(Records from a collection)
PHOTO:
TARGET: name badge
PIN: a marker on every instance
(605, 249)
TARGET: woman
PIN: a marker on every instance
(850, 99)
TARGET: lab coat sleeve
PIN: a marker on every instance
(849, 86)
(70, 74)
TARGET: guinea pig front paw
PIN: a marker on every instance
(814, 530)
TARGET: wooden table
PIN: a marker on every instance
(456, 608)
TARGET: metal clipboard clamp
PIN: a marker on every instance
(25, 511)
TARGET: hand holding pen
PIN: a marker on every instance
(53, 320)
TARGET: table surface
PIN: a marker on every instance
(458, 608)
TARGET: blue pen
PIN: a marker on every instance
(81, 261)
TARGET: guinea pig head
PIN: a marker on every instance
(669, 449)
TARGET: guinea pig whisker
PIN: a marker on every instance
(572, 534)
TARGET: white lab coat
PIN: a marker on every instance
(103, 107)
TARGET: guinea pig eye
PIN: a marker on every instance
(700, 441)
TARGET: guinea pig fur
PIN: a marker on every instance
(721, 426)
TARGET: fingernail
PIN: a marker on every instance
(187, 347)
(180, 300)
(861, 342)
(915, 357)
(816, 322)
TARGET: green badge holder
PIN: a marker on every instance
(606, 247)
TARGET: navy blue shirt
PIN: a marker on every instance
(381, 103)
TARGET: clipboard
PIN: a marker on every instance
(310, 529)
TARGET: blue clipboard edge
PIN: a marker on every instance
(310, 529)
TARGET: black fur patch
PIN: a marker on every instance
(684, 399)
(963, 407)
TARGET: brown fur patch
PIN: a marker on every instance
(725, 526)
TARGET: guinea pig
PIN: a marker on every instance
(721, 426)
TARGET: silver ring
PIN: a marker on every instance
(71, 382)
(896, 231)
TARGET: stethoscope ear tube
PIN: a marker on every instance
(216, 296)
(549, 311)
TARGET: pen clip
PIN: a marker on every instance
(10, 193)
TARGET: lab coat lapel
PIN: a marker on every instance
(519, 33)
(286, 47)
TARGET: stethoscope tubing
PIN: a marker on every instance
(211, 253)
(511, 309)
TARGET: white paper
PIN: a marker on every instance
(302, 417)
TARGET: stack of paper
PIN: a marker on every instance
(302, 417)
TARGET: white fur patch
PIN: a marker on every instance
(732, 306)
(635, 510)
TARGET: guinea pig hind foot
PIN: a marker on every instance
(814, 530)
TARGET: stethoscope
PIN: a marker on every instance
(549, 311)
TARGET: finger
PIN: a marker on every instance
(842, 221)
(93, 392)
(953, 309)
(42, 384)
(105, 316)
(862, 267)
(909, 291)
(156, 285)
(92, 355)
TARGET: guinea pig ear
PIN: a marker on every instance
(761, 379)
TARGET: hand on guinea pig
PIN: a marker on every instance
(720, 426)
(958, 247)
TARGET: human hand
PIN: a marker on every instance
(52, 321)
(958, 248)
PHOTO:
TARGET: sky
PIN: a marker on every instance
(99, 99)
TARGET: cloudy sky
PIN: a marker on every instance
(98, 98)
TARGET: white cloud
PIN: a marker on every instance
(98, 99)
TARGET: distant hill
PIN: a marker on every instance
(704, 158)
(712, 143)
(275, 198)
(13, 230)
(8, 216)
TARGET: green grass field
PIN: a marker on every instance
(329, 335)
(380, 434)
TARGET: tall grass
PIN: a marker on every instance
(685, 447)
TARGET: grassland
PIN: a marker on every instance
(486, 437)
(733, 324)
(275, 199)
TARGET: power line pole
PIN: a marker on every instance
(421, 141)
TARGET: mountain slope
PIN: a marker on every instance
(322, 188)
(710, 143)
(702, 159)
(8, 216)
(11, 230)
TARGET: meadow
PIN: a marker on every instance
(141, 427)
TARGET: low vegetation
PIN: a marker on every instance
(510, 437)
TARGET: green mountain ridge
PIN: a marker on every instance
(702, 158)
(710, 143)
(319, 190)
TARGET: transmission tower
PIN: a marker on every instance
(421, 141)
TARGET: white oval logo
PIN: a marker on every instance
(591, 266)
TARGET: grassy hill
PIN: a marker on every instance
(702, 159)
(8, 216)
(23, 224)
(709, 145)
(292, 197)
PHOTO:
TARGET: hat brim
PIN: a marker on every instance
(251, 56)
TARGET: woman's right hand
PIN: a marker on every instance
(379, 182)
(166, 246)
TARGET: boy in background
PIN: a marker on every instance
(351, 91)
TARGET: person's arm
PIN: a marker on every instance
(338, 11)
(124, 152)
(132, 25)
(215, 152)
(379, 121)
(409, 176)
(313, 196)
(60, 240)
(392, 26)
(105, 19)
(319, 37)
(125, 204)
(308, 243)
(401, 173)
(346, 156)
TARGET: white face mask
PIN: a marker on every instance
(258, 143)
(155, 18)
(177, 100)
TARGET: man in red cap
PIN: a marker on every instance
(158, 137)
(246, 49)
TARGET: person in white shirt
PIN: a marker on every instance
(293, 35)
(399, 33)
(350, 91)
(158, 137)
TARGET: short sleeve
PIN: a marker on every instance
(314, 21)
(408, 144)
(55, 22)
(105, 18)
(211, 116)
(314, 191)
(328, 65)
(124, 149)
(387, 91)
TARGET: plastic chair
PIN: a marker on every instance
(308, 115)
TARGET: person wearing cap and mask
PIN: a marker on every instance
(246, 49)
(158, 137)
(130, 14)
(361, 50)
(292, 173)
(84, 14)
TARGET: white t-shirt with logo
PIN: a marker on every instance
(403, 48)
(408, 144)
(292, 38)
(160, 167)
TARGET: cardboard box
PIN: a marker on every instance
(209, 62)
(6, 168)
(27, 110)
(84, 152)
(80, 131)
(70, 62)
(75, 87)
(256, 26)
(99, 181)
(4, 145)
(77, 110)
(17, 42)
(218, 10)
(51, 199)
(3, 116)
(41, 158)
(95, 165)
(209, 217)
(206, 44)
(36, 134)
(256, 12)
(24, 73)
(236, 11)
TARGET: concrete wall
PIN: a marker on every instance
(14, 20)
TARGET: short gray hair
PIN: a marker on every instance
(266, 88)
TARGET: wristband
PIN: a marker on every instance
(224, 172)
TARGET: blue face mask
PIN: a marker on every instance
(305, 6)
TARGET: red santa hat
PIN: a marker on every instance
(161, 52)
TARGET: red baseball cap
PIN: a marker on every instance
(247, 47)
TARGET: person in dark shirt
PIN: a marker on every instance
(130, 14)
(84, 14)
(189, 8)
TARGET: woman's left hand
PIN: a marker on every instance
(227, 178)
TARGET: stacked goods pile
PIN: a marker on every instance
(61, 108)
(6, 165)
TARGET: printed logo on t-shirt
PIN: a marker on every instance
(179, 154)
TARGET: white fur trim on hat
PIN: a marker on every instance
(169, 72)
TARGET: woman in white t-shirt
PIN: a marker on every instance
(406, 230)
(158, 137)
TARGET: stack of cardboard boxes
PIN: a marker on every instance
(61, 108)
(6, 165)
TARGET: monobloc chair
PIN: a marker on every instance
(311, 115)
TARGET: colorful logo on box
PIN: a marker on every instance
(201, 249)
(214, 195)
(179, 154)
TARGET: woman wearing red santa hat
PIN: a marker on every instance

To do: Your answer must be the complete data, repeated word for word.

Answer to this exercise:
PHOTO:
TARGET: name badge
PIN: a marker on every instance
(605, 249)
TARGET: woman
PIN: a marker on every instance
(850, 99)
TARGET: lab coat sleeve
PIN: a marker on every instance
(849, 86)
(70, 74)
TARGET: guinea pig front paw
PIN: a marker on every instance
(814, 530)
TARGET: wooden table
PIN: a marker on every instance
(456, 608)
TARGET: metal clipboard clamp
PIN: a marker on every instance
(25, 511)
TARGET: hand holding pen
PIN: a marker on every instance
(53, 320)
TARGET: table surface
PIN: a marker on every instance
(458, 608)
TARGET: blue pen
PIN: a marker on every instance
(81, 261)
TARGET: guinea pig head
PIN: a marker on every instance
(669, 449)
TARGET: guinea pig whisker
PIN: a marker on every instance
(572, 534)
TARGET: white lab coat
PIN: a marker on every instance
(103, 107)
TARGET: guinea pig eye
PIN: a marker on every instance
(700, 441)
TARGET: guinea pig fur
PIN: a marker on every instance
(721, 426)
TARGET: fingernail
PIN: a marker on every instance
(187, 347)
(180, 300)
(861, 342)
(915, 357)
(816, 322)
TARGET: green badge holder
PIN: a marker on every instance
(606, 247)
TARGET: navy blue shirt
PIN: a marker on every instance
(381, 103)
TARGET: clipboard
PIN: a marker on every instance
(310, 529)
TARGET: blue clipboard edge
PIN: a marker on every instance
(310, 529)
TARGET: black fur patch
PIN: a marker on every instance
(684, 399)
(963, 407)
TARGET: brown fur patch
PIN: a marker on every instance
(725, 526)
TARGET: guinea pig
PIN: a marker on every instance
(721, 426)
TARGET: silver ring
PIN: a marker on every instance
(71, 382)
(896, 231)
TARGET: stethoscope ear tube
PIN: a marker on every instance
(216, 296)
(549, 311)
TARGET: pen clip
PIN: a marker on every instance
(10, 193)
TARGET: lab coat lapel
PIN: a marker on every instance
(519, 33)
(286, 47)
TARGET: stethoscope tubing
PIN: a marker on every instance
(211, 253)
(511, 309)
TARGET: white paper
PIN: a marker on every instance
(302, 417)
TARGET: stack of paper
PIN: a marker on every instance
(302, 417)
TARGET: white fur patch
PIN: a marker on every instance
(732, 306)
(635, 510)
TARGET: guinea pig hind foot
PIN: a marker on every instance
(814, 530)
TARGET: stethoscope
PIN: a marker on every instance
(549, 311)
TARGET: finger
PIN: a marker on every instance
(842, 221)
(93, 392)
(953, 309)
(42, 384)
(105, 316)
(862, 267)
(909, 291)
(156, 285)
(92, 355)
TARGET: guinea pig ear
PIN: a marker on every instance
(761, 379)
TARGET: hand on guinea pig
PIN: a marker on every instance
(720, 426)
(958, 247)
TARGET: human hand
PIN: a marker on every instance
(52, 321)
(958, 248)
PHOTO:
TARGET: sky
PIN: a marker on every instance
(99, 99)
TARGET: cloudy sky
PIN: a marker on every instance
(98, 98)
TARGET: white cloud
PIN: a marker on every instance
(98, 99)
TARGET: distant hill
PIN: a marker on every instance
(704, 158)
(712, 143)
(275, 198)
(13, 230)
(8, 216)
TARGET: green grass field
PIN: a marker on every instance
(329, 335)
(380, 434)
TARGET: tall grass
PIN: a marker on every instance
(685, 447)
TARGET: grassland
PIN: a marker on every instance
(486, 437)
(733, 324)
(275, 199)
TARGET: power line pole
PIN: a marker on every instance
(421, 141)
TARGET: mountain slope
PIN: a marker on every instance
(322, 188)
(710, 143)
(702, 159)
(8, 216)
(11, 230)
TARGET: meadow
PIN: a marker on every instance
(141, 427)
TARGET: low vegetation
PIN: a marker on every instance
(510, 437)
TARGET: green mountain ridge
PIN: a marker on every instance
(702, 158)
(710, 143)
(319, 190)
TARGET: transmission tower
PIN: a marker on every instance
(421, 141)
TARGET: white oval logo
PIN: a marker on every instance
(591, 266)
TARGET: grassy hill
PIN: a marker on every instance
(702, 159)
(8, 216)
(23, 224)
(709, 145)
(292, 197)
PHOTO:
TARGET: hat brim
PIN: a marker on every instance
(251, 56)
TARGET: woman's right hand
PIN: a marker on every instance
(379, 182)
(166, 246)
TARGET: boy in background
PIN: a marker on every instance
(351, 91)
TARGET: person's arm
PIN: a marker on every instance
(338, 11)
(124, 152)
(132, 25)
(215, 152)
(379, 121)
(409, 176)
(313, 196)
(60, 240)
(392, 26)
(105, 19)
(319, 37)
(125, 204)
(308, 243)
(401, 173)
(346, 156)
TARGET: white face mask
PIN: a marker on every instance
(258, 143)
(155, 18)
(177, 100)
TARGET: man in red cap
PIN: a marker on every instance
(158, 137)
(246, 49)
TARGET: person in white shirt
PIN: a marker on every instance
(293, 35)
(399, 33)
(350, 91)
(158, 137)
TARGET: short sleeve
PIN: a marker on every instance
(314, 21)
(408, 144)
(55, 22)
(105, 18)
(211, 116)
(314, 191)
(328, 65)
(124, 149)
(387, 91)
TARGET: plastic chair
PIN: a marker on every instance
(308, 115)
TARGET: person wearing cap and mask
PIN: a marker on every instance
(246, 49)
(158, 137)
(130, 14)
(361, 50)
(292, 173)
(84, 14)
TARGET: white t-shirt with logo
PIN: a marker on every instance
(403, 48)
(408, 144)
(292, 38)
(160, 167)
TARGET: cardboard box
PIN: a marker on every instance
(209, 62)
(6, 168)
(27, 110)
(84, 152)
(80, 131)
(70, 62)
(75, 87)
(256, 26)
(99, 181)
(4, 145)
(77, 110)
(17, 42)
(218, 10)
(51, 199)
(3, 116)
(41, 158)
(95, 165)
(209, 217)
(206, 44)
(36, 134)
(256, 12)
(24, 73)
(236, 11)
TARGET: concrete wall
PIN: a marker on every instance
(14, 20)
TARGET: short gray hair
PIN: a marker on every instance
(266, 88)
TARGET: wristband
PIN: a marker on every instance
(224, 172)
TARGET: blue face mask
PIN: a marker on every instance
(305, 6)
TARGET: red santa hat
PIN: a marker on every instance
(161, 52)
TARGET: red baseball cap
PIN: a marker on every instance
(247, 47)
TARGET: person in dark shirt
PIN: a marker on every instance
(130, 14)
(84, 14)
(189, 8)
TARGET: woman's left hand
PIN: a marker on every instance
(227, 178)
TARGET: stacked goods pile
PIN: a marker on every instance
(61, 108)
(6, 165)
TARGET: printed logo on t-shirt
PIN: a marker on every instance
(179, 154)
TARGET: white fur trim on hat
PIN: a marker on every instance
(169, 72)
TARGET: woman in white t-shirt
PIN: a marker on every instance
(406, 230)
(158, 137)
TARGET: stack of cardboard boxes
PIN: a marker on every instance
(61, 108)
(6, 165)
TARGET: monobloc chair
PIN: a marker on every instance
(311, 115)
TARGET: colorful logo on box
PIN: a marker on every instance
(201, 249)
(214, 195)
(179, 154)
TARGET: woman wearing red santa hat
PIN: a marker on every instance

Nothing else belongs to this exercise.